> **Request**
Copy the lines from the one containing "Target phrase = skier in black jacket" through the last line, inclusive.

[START Data excerpts]

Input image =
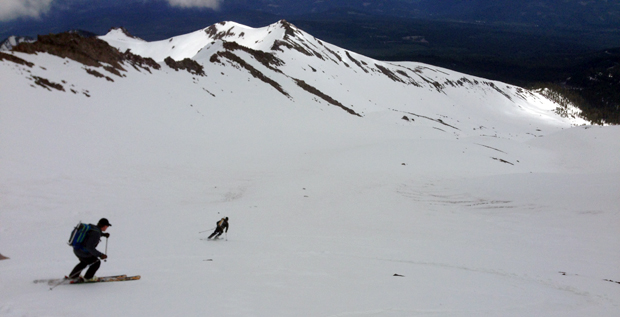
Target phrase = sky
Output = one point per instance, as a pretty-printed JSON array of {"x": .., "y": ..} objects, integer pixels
[{"x": 15, "y": 9}]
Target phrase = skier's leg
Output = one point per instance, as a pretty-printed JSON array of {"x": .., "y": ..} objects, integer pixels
[
  {"x": 92, "y": 269},
  {"x": 78, "y": 269}
]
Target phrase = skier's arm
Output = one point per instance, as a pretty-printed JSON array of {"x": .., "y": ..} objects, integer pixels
[{"x": 91, "y": 244}]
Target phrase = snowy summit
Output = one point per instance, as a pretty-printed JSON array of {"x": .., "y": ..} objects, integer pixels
[{"x": 353, "y": 187}]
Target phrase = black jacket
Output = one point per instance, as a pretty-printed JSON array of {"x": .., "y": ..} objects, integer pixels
[
  {"x": 88, "y": 247},
  {"x": 222, "y": 224}
]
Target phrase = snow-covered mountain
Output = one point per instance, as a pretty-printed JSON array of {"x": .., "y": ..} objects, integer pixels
[{"x": 354, "y": 186}]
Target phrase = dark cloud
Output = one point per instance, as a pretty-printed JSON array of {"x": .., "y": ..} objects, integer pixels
[{"x": 13, "y": 9}]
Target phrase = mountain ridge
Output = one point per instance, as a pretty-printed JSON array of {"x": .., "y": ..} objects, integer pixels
[{"x": 298, "y": 65}]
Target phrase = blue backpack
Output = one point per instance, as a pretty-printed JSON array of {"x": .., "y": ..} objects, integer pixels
[{"x": 78, "y": 234}]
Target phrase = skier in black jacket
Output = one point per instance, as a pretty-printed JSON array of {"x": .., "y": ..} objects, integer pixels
[
  {"x": 87, "y": 252},
  {"x": 219, "y": 229}
]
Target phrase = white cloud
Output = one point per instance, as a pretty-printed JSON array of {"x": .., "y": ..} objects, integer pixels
[
  {"x": 213, "y": 4},
  {"x": 13, "y": 9}
]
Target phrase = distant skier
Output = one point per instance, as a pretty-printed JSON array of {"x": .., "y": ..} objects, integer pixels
[
  {"x": 87, "y": 252},
  {"x": 219, "y": 229}
]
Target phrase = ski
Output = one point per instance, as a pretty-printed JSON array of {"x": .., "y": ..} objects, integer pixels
[
  {"x": 108, "y": 279},
  {"x": 52, "y": 281}
]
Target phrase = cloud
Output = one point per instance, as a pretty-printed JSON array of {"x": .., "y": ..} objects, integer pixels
[
  {"x": 212, "y": 4},
  {"x": 13, "y": 9}
]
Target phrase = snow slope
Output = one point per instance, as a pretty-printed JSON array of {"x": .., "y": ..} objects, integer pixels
[{"x": 482, "y": 205}]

[END Data excerpts]

> **Answer**
Target phrase = skier in black jacket
Output = one point per instance, as a pretty-printed JSON array of {"x": .., "y": ..} objects, integer pixels
[
  {"x": 87, "y": 252},
  {"x": 219, "y": 229}
]
Target phrase = white cloud
Output = one point per instance, as a pretty-printed JSON array of {"x": .., "y": ..} objects, integer pixels
[
  {"x": 213, "y": 4},
  {"x": 13, "y": 9}
]
Target phrase = distant skier
Output = one point per instance, as a pretty-printed JSON array of {"x": .., "y": ..} objects, integer pixels
[
  {"x": 87, "y": 252},
  {"x": 219, "y": 229}
]
Target phrase = ski
Output = one point per instance, as a pretty-printed JSON array of {"x": .., "y": ..} objects, integer pixels
[
  {"x": 108, "y": 279},
  {"x": 52, "y": 281}
]
Target phrase = cloud
Output = one point per instance, as a pretty-printed JSON array of {"x": .., "y": ..} objects, integer pixels
[
  {"x": 212, "y": 4},
  {"x": 13, "y": 9}
]
Target phrase = snow slope
Output = one point per instance, as a pretty-printed JSON array of {"x": .., "y": ..} objects, integer pixels
[{"x": 482, "y": 205}]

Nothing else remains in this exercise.